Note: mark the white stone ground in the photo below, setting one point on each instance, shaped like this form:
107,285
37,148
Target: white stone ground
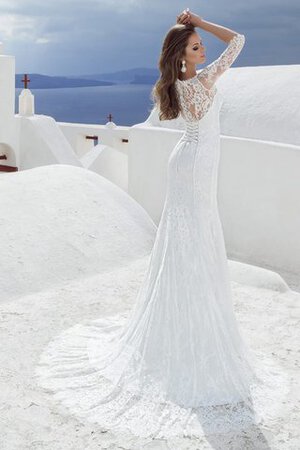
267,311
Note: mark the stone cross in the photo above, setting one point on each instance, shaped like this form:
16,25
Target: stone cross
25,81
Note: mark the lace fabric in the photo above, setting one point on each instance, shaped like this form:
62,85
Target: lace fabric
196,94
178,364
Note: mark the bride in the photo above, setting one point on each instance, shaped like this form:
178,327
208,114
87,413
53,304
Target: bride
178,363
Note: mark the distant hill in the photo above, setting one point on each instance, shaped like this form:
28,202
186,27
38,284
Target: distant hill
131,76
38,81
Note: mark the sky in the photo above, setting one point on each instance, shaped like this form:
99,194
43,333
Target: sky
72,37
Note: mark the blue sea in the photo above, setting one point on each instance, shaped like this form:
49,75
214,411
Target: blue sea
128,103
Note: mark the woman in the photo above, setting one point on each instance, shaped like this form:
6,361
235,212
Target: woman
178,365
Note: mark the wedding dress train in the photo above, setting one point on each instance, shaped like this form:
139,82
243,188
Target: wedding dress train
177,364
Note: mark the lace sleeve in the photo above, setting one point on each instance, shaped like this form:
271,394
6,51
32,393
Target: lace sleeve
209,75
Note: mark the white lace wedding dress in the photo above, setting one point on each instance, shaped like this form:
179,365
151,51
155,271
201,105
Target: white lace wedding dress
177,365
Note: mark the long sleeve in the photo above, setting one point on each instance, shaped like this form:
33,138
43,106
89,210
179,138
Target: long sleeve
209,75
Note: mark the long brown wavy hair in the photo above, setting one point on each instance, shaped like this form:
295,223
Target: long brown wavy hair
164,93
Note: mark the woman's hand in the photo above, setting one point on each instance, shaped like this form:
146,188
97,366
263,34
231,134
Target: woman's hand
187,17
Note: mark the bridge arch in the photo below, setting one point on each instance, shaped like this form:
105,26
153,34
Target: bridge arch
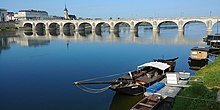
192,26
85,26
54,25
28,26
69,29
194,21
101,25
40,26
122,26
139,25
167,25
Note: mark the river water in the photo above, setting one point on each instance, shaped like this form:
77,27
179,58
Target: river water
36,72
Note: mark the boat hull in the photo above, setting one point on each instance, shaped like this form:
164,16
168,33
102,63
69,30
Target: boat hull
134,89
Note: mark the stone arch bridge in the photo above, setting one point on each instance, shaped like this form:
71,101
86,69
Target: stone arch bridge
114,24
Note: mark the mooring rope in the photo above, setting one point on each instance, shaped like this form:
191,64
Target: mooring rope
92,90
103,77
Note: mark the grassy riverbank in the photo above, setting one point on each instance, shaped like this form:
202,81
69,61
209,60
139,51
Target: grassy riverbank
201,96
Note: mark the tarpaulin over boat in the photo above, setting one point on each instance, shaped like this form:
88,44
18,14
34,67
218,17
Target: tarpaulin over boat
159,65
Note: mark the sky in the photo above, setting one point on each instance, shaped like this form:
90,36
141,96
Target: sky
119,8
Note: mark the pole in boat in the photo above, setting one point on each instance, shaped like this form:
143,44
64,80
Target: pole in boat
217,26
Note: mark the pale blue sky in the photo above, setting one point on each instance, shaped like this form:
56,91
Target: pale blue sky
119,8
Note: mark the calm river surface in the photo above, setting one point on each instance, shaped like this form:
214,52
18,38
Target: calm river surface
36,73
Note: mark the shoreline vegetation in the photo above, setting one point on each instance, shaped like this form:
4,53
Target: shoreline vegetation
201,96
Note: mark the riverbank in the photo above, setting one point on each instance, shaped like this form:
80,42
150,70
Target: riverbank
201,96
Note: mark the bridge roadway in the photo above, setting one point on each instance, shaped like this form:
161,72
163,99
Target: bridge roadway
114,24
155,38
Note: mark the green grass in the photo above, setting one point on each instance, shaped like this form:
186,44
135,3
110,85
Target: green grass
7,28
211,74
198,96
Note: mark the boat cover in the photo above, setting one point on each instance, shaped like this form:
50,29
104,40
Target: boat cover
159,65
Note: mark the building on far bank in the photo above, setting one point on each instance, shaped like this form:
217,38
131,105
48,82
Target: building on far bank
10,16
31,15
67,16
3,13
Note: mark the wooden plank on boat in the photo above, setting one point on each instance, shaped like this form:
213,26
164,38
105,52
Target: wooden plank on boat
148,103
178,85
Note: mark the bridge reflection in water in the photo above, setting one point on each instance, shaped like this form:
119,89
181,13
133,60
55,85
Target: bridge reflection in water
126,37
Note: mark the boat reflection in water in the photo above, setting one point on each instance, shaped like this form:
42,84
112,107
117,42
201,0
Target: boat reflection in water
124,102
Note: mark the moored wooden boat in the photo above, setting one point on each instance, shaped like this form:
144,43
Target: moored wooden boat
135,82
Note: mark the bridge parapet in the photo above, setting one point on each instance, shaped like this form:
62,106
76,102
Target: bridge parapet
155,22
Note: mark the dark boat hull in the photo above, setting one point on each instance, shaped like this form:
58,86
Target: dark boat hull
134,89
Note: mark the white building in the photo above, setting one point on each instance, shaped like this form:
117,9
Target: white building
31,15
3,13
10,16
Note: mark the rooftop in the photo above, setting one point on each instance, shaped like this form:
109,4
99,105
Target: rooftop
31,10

^^^^^^^^

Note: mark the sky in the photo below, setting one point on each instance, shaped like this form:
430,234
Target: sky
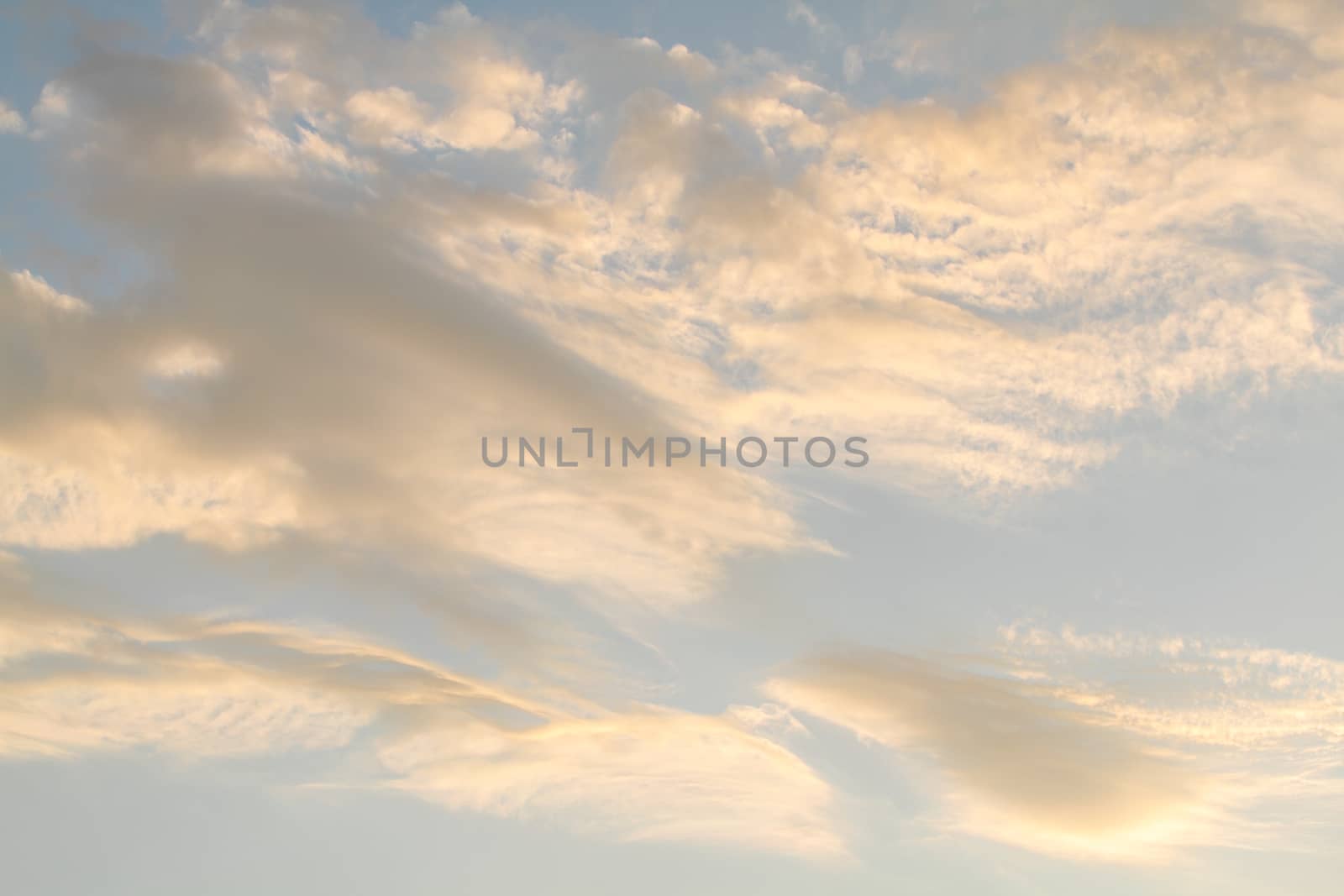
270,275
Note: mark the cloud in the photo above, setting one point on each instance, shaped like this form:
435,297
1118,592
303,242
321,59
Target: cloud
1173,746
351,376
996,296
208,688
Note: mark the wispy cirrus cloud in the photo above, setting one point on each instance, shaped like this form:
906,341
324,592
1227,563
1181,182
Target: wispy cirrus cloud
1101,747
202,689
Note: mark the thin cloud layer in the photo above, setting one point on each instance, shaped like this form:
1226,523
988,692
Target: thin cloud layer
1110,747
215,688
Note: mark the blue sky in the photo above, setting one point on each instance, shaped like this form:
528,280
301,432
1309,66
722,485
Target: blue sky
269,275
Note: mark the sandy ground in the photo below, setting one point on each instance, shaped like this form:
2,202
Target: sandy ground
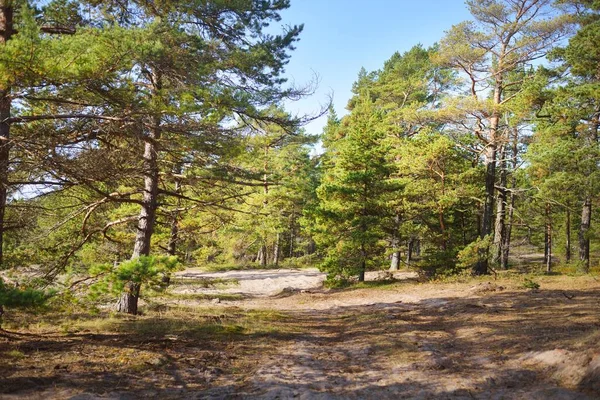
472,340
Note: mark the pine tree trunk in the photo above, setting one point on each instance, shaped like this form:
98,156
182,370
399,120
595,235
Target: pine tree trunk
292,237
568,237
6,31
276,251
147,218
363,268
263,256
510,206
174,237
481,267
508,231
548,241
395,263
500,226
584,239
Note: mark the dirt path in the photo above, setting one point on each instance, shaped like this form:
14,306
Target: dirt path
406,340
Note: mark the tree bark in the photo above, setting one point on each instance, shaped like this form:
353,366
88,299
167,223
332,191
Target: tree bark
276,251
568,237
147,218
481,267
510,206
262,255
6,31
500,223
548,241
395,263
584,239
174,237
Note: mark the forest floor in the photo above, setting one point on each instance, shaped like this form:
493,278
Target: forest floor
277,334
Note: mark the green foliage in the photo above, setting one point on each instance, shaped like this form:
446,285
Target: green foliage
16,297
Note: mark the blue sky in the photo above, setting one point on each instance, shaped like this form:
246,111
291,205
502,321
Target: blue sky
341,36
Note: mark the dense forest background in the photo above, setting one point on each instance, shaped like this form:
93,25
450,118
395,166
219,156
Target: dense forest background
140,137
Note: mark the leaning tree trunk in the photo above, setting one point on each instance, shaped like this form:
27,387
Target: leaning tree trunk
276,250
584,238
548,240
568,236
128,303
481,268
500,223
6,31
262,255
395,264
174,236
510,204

^^^^^^^^

- **The exercise**
Count the lines of the records that contain the word "reflection", and reply with only the number.

- **The reply**
4